(Itens armazenados do conjunto de dados)
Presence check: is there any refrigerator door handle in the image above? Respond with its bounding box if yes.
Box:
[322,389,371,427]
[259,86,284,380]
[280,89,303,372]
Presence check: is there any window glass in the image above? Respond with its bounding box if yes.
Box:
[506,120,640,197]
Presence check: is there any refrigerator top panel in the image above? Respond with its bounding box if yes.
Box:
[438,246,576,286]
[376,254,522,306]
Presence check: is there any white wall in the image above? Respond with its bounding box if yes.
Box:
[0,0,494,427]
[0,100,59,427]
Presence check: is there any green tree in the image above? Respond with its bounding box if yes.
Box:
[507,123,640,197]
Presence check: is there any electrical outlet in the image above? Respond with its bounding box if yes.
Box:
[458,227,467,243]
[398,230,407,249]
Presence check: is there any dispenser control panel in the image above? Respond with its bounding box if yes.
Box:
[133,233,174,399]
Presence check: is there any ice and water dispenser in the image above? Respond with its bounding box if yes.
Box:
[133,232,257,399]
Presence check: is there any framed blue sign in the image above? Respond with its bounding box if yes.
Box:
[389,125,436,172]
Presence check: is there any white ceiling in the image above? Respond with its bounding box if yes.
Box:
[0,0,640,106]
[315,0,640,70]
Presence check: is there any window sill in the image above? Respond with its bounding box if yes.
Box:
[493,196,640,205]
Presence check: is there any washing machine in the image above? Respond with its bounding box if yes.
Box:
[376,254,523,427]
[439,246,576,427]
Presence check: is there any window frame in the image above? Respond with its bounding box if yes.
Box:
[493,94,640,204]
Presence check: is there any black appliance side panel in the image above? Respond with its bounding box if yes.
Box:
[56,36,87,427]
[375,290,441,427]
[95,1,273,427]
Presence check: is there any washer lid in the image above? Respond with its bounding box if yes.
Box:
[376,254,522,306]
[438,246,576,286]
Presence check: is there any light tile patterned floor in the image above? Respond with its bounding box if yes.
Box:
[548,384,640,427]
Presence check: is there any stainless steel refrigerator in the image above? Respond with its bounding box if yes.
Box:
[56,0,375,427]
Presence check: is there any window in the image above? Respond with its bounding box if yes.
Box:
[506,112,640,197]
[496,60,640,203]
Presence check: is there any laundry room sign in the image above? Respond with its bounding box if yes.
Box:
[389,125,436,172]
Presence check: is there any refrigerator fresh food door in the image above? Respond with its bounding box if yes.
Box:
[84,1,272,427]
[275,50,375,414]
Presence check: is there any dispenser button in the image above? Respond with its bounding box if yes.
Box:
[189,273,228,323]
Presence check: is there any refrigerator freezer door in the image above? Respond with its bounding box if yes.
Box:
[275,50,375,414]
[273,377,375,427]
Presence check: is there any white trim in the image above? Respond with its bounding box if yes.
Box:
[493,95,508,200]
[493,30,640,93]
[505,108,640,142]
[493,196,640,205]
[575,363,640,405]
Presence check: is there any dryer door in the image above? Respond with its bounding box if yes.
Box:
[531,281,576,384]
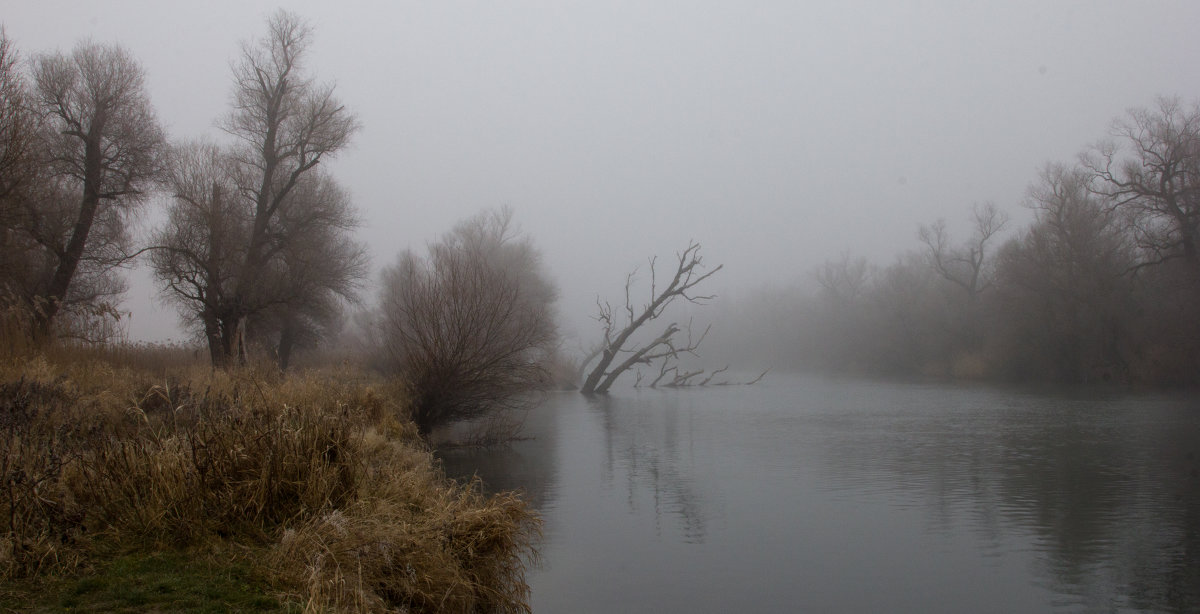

» Problema curto:
Por favor, altere todos os registros acima, trocando "Presence check" por "Detection check" e mantendo todo o resto igual. Reescreva as linhas sem incluir as imagens.

» A resposta:
Detection check: is there any refrigerator door handle in the image above? Respond with its bounding box if yes.
Box:
[322,389,371,427]
[259,86,284,380]
[280,89,303,372]
Detection check: is there any window glass in the image above? Respond with its bounding box if yes.
Box:
[506,120,640,197]
Detection check: is there any refrigerator top panel in the image above? Respond with its bounding box if yes.
Box:
[438,246,576,286]
[376,254,522,306]
Detection check: is there any white wall in the image above? Respond with its bounding box if yes.
Box:
[0,0,494,427]
[0,100,59,427]
Detection check: is there any green tree in the image above? Respond with its bounding box if yes.
Box:
[507,123,640,197]
Detection check: is there any electrical outlet in the image above? Respond with its bounding box if yes.
Box:
[458,227,467,243]
[398,230,407,249]
Detection check: is there any dispenser control panel in the image above? Respond with its bounding box if yes.
Box:
[133,233,174,399]
Detection check: is there any ice and water dispenser in the image above? Respond with its bounding box if yes.
Box:
[133,232,257,399]
Detection check: is there any framed blue sign in the image above? Respond with its bounding box if yes.
Box:
[389,125,436,172]
Detection check: is there any white ceiling in the image above? Respond with its bounding box if yes.
Box:
[0,0,640,106]
[315,0,640,70]
Detection check: is there any window sill in the image above? Respond with its bounding box if yes.
Box:
[493,196,640,205]
Detection check: is there any washing machine in the image above? Respond with its bounding box if yes.
Box:
[376,254,523,427]
[439,246,576,427]
Detection check: is there any window frame in the image above? Respond with its bounding box if yes.
Box:
[493,94,640,204]
Detection check: is there any black appliance side panel in the image above? Respond with its bounding box if yes.
Box:
[56,36,87,427]
[375,290,441,427]
[95,1,273,427]
Detection check: is there any washer lid in the image above? Respond with its bounding box if yes.
Box:
[376,254,522,306]
[438,246,576,286]
Detection check: is there any light tile patterned floor in the image above? Respond with its bounding box if yes.
Box:
[548,384,640,427]
Detection check: is there any stainless steel refrigerator in the image above? Respond with its bounding box if yes.
Box:
[56,0,375,427]
Detection check: is there any window in the image above? Respond with its bounding box if yes.
Box:
[506,112,640,197]
[496,60,640,203]
Detection check: is there any laundry room sign in the image above? Respond with its bounding box if yes.
Box:
[389,125,436,172]
Detection check: is there any refrigerator fresh food door in the image above? Respond with its bounding box if yes.
Box:
[84,1,272,427]
[275,50,375,414]
Detection check: is there any dispenser button in the image above? Respond with its bounding box if yes.
Box:
[189,273,228,323]
Detection check: is there any refrigerator freezer door in the image above? Respond with its bounding box if yes.
Box:
[275,50,375,414]
[273,377,375,427]
Detection check: is there any white trim in the image above? Respond with its bounding box if yes.
Box:
[493,95,508,200]
[493,30,640,93]
[505,108,640,142]
[493,196,640,205]
[575,363,640,405]
Detection check: is there any dryer door in the image above? Respond with its bounding box if yes.
Box:
[531,281,576,384]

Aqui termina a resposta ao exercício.